» BRANO DEL DOCUMENTO
--*--

Mi date l’occasione di ricordare Gianni Carpintieri, un maestro e un amico che non c’è più. Nella sua vita è stato illustratore per vocazione, disegnatore meccanico per necessità e di mestiere architetto. Mi piacciono gli architetti che rinunciano alle invenzioni formali, che controllano il dettaglio e l’insieme del progetto. Quelli che con il loro talento e la loro disciplina trasmettono anche il proprio immaginario interiore superando il solco del mero tecnicismo.

Quanto è importante l’attenzione per la cura dell’ambiente nel tuo lavoro di progettazione?
L’architettura o è buona oppure è ordinaria. L’edilizia non pensata, rivestita di pannelli solari e rampicante sui muri alla moda rimane quella che è: pessima.

--*--

» VOCI
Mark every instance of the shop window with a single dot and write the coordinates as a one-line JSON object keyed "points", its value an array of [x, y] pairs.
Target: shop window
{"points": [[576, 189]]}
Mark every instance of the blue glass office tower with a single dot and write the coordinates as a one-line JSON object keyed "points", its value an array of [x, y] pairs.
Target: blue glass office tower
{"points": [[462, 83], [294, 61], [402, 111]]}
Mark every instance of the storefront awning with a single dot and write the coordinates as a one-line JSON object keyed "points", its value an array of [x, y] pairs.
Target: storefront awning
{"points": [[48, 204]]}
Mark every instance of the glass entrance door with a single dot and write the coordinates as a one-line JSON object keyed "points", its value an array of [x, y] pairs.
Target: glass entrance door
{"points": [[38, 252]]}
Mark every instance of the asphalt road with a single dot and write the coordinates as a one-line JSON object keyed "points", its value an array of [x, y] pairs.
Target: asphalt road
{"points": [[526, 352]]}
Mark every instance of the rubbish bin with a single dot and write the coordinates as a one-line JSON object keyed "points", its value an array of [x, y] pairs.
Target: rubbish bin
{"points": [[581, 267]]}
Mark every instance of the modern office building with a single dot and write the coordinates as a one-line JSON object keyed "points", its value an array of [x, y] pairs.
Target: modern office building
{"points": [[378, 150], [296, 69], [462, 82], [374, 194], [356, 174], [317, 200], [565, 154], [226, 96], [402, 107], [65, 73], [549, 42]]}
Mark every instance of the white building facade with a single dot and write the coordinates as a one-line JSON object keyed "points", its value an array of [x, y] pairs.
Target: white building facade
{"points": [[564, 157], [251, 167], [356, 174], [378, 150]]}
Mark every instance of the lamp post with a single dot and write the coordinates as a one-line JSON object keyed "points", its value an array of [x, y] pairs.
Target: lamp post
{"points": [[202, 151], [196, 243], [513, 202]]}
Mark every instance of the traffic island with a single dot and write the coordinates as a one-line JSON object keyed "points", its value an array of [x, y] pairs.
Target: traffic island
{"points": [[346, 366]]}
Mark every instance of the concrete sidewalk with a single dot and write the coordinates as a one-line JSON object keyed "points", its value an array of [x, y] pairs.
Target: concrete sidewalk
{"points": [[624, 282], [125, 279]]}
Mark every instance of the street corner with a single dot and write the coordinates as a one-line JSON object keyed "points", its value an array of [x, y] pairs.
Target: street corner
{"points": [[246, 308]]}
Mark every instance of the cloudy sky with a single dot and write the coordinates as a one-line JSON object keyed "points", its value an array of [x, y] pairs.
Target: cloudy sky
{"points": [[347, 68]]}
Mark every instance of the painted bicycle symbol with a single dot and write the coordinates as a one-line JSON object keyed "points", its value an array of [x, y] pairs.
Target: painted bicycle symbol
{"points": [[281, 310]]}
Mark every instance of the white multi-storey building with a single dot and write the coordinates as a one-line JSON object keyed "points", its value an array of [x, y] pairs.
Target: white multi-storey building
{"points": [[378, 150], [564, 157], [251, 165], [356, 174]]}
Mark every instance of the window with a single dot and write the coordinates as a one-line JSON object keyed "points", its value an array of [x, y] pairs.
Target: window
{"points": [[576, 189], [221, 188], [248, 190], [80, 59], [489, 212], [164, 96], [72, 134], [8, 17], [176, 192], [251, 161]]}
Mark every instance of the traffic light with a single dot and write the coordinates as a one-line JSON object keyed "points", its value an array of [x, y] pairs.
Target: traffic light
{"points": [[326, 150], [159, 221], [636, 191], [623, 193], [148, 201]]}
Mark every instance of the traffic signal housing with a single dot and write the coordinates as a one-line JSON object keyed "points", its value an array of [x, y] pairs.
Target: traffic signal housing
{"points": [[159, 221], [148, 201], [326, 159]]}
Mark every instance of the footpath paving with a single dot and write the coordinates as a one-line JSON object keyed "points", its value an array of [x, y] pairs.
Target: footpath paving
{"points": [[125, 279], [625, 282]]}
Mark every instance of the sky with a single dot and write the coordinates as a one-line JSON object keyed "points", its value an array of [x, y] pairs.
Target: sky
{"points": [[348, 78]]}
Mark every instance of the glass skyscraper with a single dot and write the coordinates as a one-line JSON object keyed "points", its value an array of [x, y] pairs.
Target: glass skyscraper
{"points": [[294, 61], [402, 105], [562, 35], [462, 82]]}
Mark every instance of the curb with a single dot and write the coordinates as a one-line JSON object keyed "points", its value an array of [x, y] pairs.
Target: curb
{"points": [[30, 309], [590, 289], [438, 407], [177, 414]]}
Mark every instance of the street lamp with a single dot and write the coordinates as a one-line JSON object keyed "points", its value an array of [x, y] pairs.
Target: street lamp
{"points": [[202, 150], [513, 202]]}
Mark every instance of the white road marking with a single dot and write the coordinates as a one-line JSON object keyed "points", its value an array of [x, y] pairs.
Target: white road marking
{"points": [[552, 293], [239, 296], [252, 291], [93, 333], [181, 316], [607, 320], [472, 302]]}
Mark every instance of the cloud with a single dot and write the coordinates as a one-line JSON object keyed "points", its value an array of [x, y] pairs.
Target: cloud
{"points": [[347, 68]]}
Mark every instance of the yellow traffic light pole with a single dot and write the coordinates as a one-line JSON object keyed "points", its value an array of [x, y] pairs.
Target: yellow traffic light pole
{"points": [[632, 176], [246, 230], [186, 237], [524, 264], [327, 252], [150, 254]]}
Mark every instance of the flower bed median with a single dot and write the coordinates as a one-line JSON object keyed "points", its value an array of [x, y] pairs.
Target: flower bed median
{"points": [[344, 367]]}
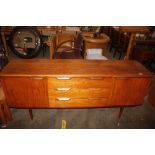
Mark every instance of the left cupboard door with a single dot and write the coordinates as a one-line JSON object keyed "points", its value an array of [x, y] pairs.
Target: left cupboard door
{"points": [[26, 92]]}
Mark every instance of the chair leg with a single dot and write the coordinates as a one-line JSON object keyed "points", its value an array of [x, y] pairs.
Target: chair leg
{"points": [[120, 112], [110, 48], [114, 53], [2, 115], [120, 55], [7, 111], [31, 114]]}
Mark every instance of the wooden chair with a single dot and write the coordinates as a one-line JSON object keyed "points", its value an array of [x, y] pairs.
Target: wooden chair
{"points": [[62, 37], [69, 49], [122, 44], [114, 39], [5, 113]]}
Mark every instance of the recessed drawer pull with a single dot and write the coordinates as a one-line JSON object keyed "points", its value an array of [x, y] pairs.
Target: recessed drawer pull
{"points": [[63, 89], [121, 78], [63, 78], [96, 78], [37, 78], [63, 99]]}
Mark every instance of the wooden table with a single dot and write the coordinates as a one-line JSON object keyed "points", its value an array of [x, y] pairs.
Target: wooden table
{"points": [[74, 83], [151, 97], [133, 30], [5, 32], [99, 42]]}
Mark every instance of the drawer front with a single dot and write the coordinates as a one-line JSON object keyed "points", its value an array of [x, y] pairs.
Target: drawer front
{"points": [[79, 103], [78, 93], [94, 82]]}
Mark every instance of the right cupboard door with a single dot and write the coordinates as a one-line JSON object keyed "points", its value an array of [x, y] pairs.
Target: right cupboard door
{"points": [[129, 91]]}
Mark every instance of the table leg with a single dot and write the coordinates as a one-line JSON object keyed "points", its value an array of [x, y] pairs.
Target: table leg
{"points": [[2, 116], [4, 42], [120, 112], [7, 111], [130, 46], [31, 114]]}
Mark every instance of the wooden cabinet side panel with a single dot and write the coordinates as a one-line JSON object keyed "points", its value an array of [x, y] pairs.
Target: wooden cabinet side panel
{"points": [[130, 91], [25, 92]]}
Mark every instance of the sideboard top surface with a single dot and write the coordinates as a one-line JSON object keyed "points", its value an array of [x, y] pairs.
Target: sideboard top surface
{"points": [[75, 68]]}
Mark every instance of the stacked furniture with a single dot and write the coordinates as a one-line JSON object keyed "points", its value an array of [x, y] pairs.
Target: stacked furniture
{"points": [[74, 83]]}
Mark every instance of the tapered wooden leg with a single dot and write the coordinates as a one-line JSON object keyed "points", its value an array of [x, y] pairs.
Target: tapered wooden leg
{"points": [[7, 112], [2, 115], [120, 112], [31, 114]]}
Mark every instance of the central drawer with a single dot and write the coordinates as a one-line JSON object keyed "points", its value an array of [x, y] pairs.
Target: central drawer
{"points": [[79, 103], [64, 92], [92, 82], [78, 93]]}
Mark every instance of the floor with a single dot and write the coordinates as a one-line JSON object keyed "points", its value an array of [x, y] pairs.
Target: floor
{"points": [[140, 117]]}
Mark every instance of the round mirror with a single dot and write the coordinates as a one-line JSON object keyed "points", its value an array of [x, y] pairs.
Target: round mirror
{"points": [[25, 42]]}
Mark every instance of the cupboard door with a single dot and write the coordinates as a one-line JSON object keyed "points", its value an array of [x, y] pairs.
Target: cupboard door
{"points": [[26, 92], [129, 91]]}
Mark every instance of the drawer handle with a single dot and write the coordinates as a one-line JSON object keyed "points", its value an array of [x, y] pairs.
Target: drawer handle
{"points": [[63, 99], [96, 78], [63, 89], [63, 78], [37, 78], [121, 78]]}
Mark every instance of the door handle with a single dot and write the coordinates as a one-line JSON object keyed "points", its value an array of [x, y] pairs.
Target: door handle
{"points": [[96, 78], [63, 98], [121, 78], [63, 78], [63, 89], [37, 78]]}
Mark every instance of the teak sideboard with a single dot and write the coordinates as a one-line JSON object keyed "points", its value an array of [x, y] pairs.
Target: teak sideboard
{"points": [[74, 83]]}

--*--

» COMPITO ASSEGNATO
Secondo il brano del documento, che cosa è stato Gianni Carpintieri per necessità?

» RISULTATO
Disegnatore meccanico.